> What you are asked to do: Reproduce the listing below verbatim.

> Provided records:
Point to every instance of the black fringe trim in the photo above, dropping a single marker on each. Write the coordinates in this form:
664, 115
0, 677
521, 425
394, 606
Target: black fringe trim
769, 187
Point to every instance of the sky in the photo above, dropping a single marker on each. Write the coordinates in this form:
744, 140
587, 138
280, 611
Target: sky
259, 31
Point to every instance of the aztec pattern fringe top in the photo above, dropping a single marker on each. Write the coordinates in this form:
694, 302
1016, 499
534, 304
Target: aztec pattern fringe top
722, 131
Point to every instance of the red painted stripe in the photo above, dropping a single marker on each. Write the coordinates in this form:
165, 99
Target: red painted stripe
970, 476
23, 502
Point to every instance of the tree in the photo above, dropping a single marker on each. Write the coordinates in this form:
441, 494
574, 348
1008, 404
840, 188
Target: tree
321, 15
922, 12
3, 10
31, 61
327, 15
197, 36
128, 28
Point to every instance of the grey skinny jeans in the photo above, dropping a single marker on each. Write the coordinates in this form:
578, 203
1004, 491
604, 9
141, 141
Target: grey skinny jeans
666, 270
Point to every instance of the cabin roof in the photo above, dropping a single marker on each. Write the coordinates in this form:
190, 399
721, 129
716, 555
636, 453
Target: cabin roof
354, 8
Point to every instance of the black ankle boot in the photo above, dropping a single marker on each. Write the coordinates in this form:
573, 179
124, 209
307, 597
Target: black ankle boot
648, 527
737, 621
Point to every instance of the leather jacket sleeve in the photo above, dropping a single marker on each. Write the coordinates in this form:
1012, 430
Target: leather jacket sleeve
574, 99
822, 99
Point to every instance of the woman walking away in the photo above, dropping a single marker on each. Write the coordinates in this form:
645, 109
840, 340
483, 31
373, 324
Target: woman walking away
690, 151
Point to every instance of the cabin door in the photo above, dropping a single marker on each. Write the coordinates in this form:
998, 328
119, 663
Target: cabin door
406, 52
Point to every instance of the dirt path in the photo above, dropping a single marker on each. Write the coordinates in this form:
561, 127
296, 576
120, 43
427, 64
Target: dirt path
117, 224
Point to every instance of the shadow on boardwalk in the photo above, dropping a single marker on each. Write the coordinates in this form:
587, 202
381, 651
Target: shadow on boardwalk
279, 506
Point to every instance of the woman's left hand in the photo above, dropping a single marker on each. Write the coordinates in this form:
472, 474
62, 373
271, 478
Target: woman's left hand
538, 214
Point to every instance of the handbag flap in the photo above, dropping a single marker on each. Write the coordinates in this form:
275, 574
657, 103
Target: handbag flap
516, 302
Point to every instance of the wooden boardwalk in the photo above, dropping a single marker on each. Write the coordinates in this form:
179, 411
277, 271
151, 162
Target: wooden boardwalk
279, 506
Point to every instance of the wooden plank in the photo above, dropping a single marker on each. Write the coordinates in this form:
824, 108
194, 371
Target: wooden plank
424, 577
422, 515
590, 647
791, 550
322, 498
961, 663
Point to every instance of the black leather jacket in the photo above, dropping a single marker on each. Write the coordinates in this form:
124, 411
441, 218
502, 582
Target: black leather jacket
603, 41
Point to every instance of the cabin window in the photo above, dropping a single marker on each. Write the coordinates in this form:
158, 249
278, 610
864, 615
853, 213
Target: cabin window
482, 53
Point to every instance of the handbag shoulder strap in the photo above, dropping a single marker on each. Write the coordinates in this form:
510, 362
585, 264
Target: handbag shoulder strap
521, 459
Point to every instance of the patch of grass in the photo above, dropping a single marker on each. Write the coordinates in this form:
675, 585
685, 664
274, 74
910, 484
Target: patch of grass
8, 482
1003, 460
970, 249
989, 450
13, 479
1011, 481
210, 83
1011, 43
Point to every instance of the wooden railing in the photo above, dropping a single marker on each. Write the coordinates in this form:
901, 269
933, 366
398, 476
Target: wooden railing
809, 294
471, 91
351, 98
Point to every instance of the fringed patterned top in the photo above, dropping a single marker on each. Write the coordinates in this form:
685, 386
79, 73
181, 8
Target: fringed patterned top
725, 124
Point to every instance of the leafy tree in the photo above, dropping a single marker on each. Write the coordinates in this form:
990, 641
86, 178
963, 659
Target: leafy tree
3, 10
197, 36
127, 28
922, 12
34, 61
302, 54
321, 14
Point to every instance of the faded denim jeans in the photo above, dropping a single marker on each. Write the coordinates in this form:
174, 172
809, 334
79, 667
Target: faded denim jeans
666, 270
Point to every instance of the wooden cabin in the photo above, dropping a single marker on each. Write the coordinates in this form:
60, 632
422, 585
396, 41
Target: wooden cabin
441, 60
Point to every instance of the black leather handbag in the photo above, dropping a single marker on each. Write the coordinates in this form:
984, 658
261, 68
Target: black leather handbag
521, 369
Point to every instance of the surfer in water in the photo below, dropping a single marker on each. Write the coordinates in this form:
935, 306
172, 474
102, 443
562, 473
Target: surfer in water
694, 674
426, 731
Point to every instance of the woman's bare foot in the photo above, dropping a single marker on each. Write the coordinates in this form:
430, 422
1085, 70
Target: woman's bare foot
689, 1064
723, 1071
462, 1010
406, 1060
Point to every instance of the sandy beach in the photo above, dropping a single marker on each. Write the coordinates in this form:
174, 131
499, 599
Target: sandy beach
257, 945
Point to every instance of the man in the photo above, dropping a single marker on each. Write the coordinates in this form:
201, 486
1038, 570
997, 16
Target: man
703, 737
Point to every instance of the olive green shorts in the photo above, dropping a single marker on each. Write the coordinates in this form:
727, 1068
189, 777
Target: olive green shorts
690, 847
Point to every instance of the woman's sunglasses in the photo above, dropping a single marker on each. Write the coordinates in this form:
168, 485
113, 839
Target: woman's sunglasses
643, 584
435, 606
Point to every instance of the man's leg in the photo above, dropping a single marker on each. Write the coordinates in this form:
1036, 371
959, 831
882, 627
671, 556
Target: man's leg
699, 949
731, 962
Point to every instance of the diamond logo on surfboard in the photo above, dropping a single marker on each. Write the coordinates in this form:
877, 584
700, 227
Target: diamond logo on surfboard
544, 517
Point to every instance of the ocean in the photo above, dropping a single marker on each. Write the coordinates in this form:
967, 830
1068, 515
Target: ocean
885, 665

> Output of the task:
Point to every instance of the black fringe trim in the photo above, dropping a single marker on each. Write the coordinates in this form:
664, 115
0, 677
521, 425
394, 606
Target: black fringe trim
769, 187
Point to every instance of the sky in the photo above, dropping a single marker on each. Write the coordinates in this form:
744, 140
587, 138
280, 611
Target: sky
259, 31
Point to every instance of the aztec pattern fringe top in the photo above, dropping a single marker on each. Write the coordinates in this form:
694, 302
1016, 499
534, 304
Target: aztec pattern fringe top
722, 131
Point to every instance of the red painted stripe in the photo above, dropping a single marker on each. Write the coordinates in this form:
165, 99
Target: red painted stripe
970, 476
23, 502
Point to every instance of the tree in the photo above, dropping a single marker on each. Write the coordinates in this form:
441, 494
574, 348
1008, 404
840, 188
Target: tree
321, 15
922, 12
3, 10
31, 61
327, 15
197, 36
128, 28
Point to every instance of the grey skinny jeans in the photo above, dropping a single marker on each. Write the coordinates in this form:
578, 203
1004, 491
604, 9
141, 141
Target: grey skinny jeans
666, 270
Point to every instance of the cabin roof in the photo above, dropping a single marker on each. Write the coordinates in this form:
190, 399
721, 129
716, 555
636, 453
Target: cabin roof
354, 8
Point to every instance of the black ankle boot in the photo above, dropping a single marker on each. Write the coordinates in this form:
573, 179
124, 209
307, 597
Target: black ankle boot
648, 527
737, 621
Point to every instance of the leather jacket sleeve in the photo above, dropping a single marker on each. Write the coordinates in this form:
1012, 430
Target: leather jacket sleeve
574, 99
822, 99
Point to every instance of the woman walking away in the photo above, dropping a single marker on each. Write the coordinates in this form:
645, 109
840, 340
483, 31
373, 324
Target: woman walking away
690, 151
Point to every instance of the cabin door in the photo above, dropping a single marker on each. Write the coordinates in this form:
998, 328
119, 663
Target: cabin door
406, 52
Point to every instance of the dirt path in the photo above, dropping a single marker on each. Write the coordinates in this form:
561, 127
296, 576
120, 43
427, 64
Target: dirt path
117, 224
Point to every instance of the shadow on boardwalk in the photo above, dropping a single marker on each. Write the coordinates in this form:
587, 202
381, 651
Target: shadow on boardwalk
279, 506
Point to every instance of the woman's left hand in the photo above, dropping a single marker on each. Write the coordinates in this form:
472, 474
62, 373
271, 478
Target: woman's left hand
538, 214
Point to every instance of the handbag flap in the photo above, dropping a single marker on each. Write the coordinates in this form:
275, 574
657, 103
Target: handbag flap
516, 302
Point to every instance of the wooden boardwalk in the photo above, dropping a single marker on each. Write the coordinates in this form:
179, 411
277, 271
151, 162
Target: wooden boardwalk
279, 506
Point to every instance of the wooden plank in the photo above, dropping a single marker on each. Write the coordinates in this form:
824, 108
194, 371
Target: wooden plank
424, 577
422, 515
590, 647
791, 550
322, 498
961, 663
Point to every instance of the black leather jacket in the photo above, dropping a single marker on each. Write the coordinates in this form:
124, 411
441, 218
502, 582
Target: black leather jacket
603, 41
Point to every instance of the cabin window in the photo above, dropping a single marker on each. Write the coordinates in this form:
158, 249
278, 610
864, 615
853, 213
Target: cabin window
482, 53
Point to every instance of the handbag shoulder strap in the photo above, dropping a single marker on each. Write the coordinates in this form:
510, 362
585, 264
Target: handbag shoulder strap
521, 459
Point to every instance of the patch of grass in the photo above, dropping a single marker on each. Write the coordinates in this form:
675, 585
685, 664
274, 74
910, 484
Target: patch of grass
8, 482
1003, 460
970, 249
989, 450
13, 479
1011, 481
210, 83
1011, 43
Point to every instance of the wooden railing in the photo above, dropping a single marker on each. Write the coordinates in this form:
901, 269
933, 366
398, 476
Target: wooden railing
809, 294
471, 91
351, 98
Point to every instance of the fringed patterned top in the photo above, dropping a single marker on each. Write the coordinates in this form:
685, 386
79, 73
181, 8
Target: fringed patterned top
725, 124
Point to every instance of the leafy tree in the photo above, dropping a single marker on each. Write the coordinates in this form:
990, 641
86, 178
963, 659
Target: leafy tree
3, 10
197, 36
127, 28
922, 12
34, 61
302, 54
321, 14
Point to every instance of the faded denim jeans in the photo above, dropping a single marker on each. Write the coordinates in this form:
174, 172
809, 334
79, 667
Target: faded denim jeans
666, 270
Point to every instance of the wooden cabin in the photo above, dropping a single marker on each. Write the coordinates in this form:
60, 632
422, 585
396, 41
Target: wooden cabin
441, 60
Point to every instance of the black leather handbag in the photo above, dropping a single marker on each. Write the coordinates in this form:
984, 658
261, 68
Target: black leather handbag
521, 369
Point to every instance of the surfer in water in the photo below, dropping a single marker on each. Write the coordinates in this form:
935, 306
172, 474
102, 443
562, 473
Target: surfer in water
694, 674
426, 731
Point to every instance of the woman's bare foot in the photo above, dropping a single marker on each. Write the coordinates in this form:
430, 422
1085, 70
Target: woman's bare foot
689, 1064
723, 1071
462, 1010
406, 1060
Point to every instance of the sandy beach in the photo above, dropping a single marker on each. Write the coordinates in this form:
174, 131
499, 599
Target: sandy beach
257, 945
Point to every instance of the man in the photo above, dropping a single marker on each. Write the coordinates in this form:
201, 486
1038, 570
997, 16
Target: man
703, 737
Point to every instance of the olive green shorts in the photo above, dropping a single marker on each. Write the coordinates in this form:
727, 1068
189, 777
Target: olive green shorts
690, 847
Point to every instance of the woman's sunglasses in the photo above, dropping a single marker on each. Write the coordinates in this form:
168, 485
113, 839
Target: woman's sunglasses
643, 584
435, 606
Point to every instance of the man's leg in the photo above, dropping a single marker on each. Write the coordinates in this form:
1036, 371
959, 831
882, 627
671, 556
Target: man's leg
699, 949
731, 962
Point to every instance of the diamond logo on surfboard in the photo above, dropping a single marker on each. Write the coordinates in this form:
877, 584
700, 227
Target: diamond logo on surfboard
544, 517
Point to every instance of the ocean in the photo above, dropping a single marker on each. Write the coordinates in this form:
967, 830
1068, 515
Target: ocean
885, 665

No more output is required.